● Material for this task

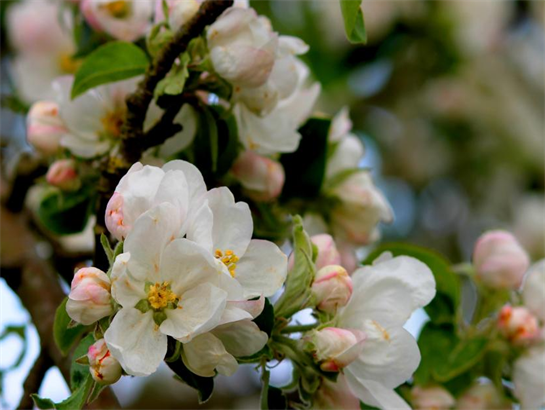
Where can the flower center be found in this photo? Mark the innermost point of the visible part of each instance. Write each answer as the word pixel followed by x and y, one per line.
pixel 67 64
pixel 113 121
pixel 117 9
pixel 229 259
pixel 160 296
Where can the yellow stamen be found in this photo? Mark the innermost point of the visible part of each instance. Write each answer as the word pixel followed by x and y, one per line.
pixel 229 259
pixel 160 295
pixel 117 9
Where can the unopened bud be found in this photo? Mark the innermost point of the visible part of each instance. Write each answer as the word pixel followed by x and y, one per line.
pixel 89 299
pixel 499 260
pixel 332 287
pixel 104 368
pixel 45 127
pixel 335 348
pixel 63 175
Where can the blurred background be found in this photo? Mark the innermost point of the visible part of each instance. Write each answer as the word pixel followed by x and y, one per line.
pixel 449 99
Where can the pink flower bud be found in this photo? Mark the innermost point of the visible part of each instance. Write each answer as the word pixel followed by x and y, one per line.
pixel 332 287
pixel 518 325
pixel 104 368
pixel 499 260
pixel 114 217
pixel 63 175
pixel 327 251
pixel 45 127
pixel 335 348
pixel 431 398
pixel 89 299
pixel 482 397
pixel 262 177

● Instruction
Exclude the pictures, and transcribe all of the material exactly.

● The output
Where can the flower center be found in this photo? Mark the innermost point of the visible part of each instance. Write each answer as the word pixel followed by x and y, one per line.
pixel 67 64
pixel 113 121
pixel 117 9
pixel 229 259
pixel 160 296
Where can the yellow stamen be found in this photo? Mark the innermost point of the visible part of each instance. Write each answer as the word pixel followed by x and y, one per line.
pixel 229 259
pixel 160 295
pixel 117 9
Where can the unopened bud be found in this photo? Mark the innermost point of the visible part of each instance. Write each answer as the word pixel followed by x and y, one per line.
pixel 89 299
pixel 499 260
pixel 332 287
pixel 104 368
pixel 45 127
pixel 335 348
pixel 63 175
Where can the blurred background be found in this photo? Mark the innermost point of the visible part of each instance. Write each answer as the word pixel followed by x and y, one per line.
pixel 449 99
Where can the pink flower bud be found in this photo? Mark the innermost point of the visible part of each instance. Write each answer as the word pixel followed by x and y, one per line.
pixel 332 287
pixel 518 325
pixel 104 368
pixel 499 260
pixel 114 217
pixel 63 175
pixel 327 251
pixel 45 127
pixel 335 348
pixel 431 398
pixel 89 299
pixel 482 397
pixel 262 177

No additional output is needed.